Once again, I think people focus on WoW failing because of toxic players, an emphasis on hardcore raiding, and a bad story.
WoW is as toxic as FF just in a different way.
WoW did emphasize on raiding, but they did not only focus on hardcore raiding. Only about 1-2% of players even participated in the games hardest content, there are more FFXIV players that participate in FFXIV's hardest content.
Most WoW players did not know the story or did not care, but it was the icing on the cake that helped lead to it's failure.
The reason WoW failed, started in Cataclysm with a lack of content, expansions that felt incomplete, and a high skill cap. The devs also over simplified most classes after Cataclyms due to complaints that the content was to hard similar to what happened in FFXIV in Stormblood on. Warlords of Dreanor they introduced world completion to be able to fly essentially gating it behind more hours of game play vs simply buying it as in previous expansions. Legion they made a endless grind for artifact power to try and appeal to casual players that want to get on do a couple quests and get off. With each expansion less was added to the game as a whole to add various casual content which never served it's purpose, was implemented poorly, or was simply not fun. Examples of these are the island expeditions and war fronts in BFA and Torghast in Shadow Lands. These are the things that have caused WoW to fail, because with each expansion the game got much worse and the changes were not redacted and more content was not added only content was lost.
A large majority of WoW players will say that Vanilla through Wraith of the Lich King was WoW's prime. The reasons for this was Vanilla WoW was essentially the first MMO of it's kind with a much more simplified gameplay and less punishing mechanics when compared to older MMO's like Everquest and FFXI. Burning Crusade expanded the classes, began really balancing the various specs allowing many more specs to be viable, and expanding the crafting system to the best state in WoWs existence. Wraith of the Lich King introduced a slew of catch up mechanics, made most specs viable, and began to start introducing a plot to the WoW expansions which was not seen to this level in the previous expansions.

---+---

• _PROBLEM TO WORK ON_: Return the full post about why World of Warcraft declined, unchanged and character for character.

• _Referring expression data_:

---+---

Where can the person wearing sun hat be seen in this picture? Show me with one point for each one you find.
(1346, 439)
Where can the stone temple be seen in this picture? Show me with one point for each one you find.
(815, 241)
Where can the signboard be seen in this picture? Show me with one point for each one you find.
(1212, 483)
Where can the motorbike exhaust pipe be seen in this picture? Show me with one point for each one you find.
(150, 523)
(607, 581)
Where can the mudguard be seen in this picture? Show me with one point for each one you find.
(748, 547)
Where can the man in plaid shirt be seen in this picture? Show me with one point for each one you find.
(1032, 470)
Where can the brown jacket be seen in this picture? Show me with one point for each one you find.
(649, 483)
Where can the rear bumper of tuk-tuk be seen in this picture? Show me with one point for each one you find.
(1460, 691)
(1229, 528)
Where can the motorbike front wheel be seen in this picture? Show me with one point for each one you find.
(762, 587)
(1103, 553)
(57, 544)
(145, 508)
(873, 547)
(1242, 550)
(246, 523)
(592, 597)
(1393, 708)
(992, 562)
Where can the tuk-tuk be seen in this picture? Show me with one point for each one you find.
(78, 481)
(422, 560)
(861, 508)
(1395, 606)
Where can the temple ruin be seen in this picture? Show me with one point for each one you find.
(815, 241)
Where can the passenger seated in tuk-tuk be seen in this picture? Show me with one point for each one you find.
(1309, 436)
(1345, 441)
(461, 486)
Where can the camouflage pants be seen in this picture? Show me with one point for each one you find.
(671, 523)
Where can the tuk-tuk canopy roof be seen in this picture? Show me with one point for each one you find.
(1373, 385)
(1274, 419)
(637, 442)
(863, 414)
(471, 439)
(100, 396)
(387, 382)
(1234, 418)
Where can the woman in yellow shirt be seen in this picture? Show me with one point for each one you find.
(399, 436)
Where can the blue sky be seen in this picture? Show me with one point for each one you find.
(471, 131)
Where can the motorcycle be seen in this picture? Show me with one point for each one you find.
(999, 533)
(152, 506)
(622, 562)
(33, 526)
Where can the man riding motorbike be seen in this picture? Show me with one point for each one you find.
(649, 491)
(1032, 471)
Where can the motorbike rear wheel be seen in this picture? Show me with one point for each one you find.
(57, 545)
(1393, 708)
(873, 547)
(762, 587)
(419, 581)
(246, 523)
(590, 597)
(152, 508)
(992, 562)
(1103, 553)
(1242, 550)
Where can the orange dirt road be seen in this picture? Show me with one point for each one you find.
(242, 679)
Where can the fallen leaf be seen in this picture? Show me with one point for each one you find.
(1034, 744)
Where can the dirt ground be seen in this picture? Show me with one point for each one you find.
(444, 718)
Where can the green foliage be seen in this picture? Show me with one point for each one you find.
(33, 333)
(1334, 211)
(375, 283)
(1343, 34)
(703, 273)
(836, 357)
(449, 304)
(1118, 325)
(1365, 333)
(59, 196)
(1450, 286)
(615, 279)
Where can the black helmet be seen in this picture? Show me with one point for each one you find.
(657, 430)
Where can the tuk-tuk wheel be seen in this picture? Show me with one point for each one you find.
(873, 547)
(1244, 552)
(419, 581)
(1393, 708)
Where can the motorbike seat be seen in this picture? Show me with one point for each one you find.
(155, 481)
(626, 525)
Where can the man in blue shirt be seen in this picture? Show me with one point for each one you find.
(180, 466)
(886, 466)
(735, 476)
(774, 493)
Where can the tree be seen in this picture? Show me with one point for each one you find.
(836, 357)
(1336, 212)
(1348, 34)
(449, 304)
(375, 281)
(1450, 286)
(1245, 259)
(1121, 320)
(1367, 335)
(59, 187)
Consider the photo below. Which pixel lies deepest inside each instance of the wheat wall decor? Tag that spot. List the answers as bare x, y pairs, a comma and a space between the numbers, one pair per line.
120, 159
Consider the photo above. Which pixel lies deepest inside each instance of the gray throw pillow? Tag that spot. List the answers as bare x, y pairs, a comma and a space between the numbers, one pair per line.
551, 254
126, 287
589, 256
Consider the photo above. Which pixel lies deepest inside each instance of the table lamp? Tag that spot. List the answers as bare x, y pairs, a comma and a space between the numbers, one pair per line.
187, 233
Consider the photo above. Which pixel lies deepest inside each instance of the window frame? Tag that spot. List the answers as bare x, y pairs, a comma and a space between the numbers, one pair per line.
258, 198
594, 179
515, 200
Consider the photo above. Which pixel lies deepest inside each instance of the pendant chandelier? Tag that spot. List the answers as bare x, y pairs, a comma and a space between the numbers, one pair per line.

---+---

• _OUTPUT FOR THIS TASK_:
Once again, I think people focus on WoW failing because of toxic players, an emphasis on hardcore raiding, and a bad story.
WoW is as toxic as FF just in a different way.
WoW did emphasize on raiding, but they did not only focus on hardcore raiding. Only about 1-2% of players even participated in the games hardest content, there are more FFXIV players that participate in FFXIV's hardest content.
Most WoW players did not know the story or did not care, but it was the icing on the cake that helped lead to it's failure.
The reason WoW failed, started in Cataclysm with a lack of content, expansions that felt incomplete, and a high skill cap. The devs also over simplified most classes after Cataclyms due to complaints that the content was to hard similar to what happened in FFXIV in Stormblood on. Warlords of Dreanor they introduced world completion to be able to fly essentially gating it behind more hours of game play vs simply buying it as in previous expansions. Legion they made a endless grind for artifact power to try and appeal to casual players that want to get on do a couple quests and get off. With each expansion less was added to the game as a whole to add various casual content which never served it's purpose, was implemented poorly, or was simply not fun. Examples of these are the island expeditions and war fronts in BFA and Torghast in Shadow Lands. These are the things that have caused WoW to fail, because with each expansion the game got much worse and the changes were not redacted and more content was not added only content was lost.
A large majority of WoW players will say that Vanilla through Wraith of the Lich King was WoW's prime. The reasons for this was Vanilla WoW was essentially the first MMO of it's kind with a much more simplified gameplay and less punishing mechanics when compared to older MMO's like Everquest and FFXI. Burning Crusade expanded the classes, began really balancing the various specs allowing many more specs to be viable, and expanding the crafting system to the best state in WoWs existence. Wraith of the Lich King introduced a slew of catch up mechanics, made most specs viable, and began to start introducing a plot to the WoW expansions which was not seen to this level in the previous expansions.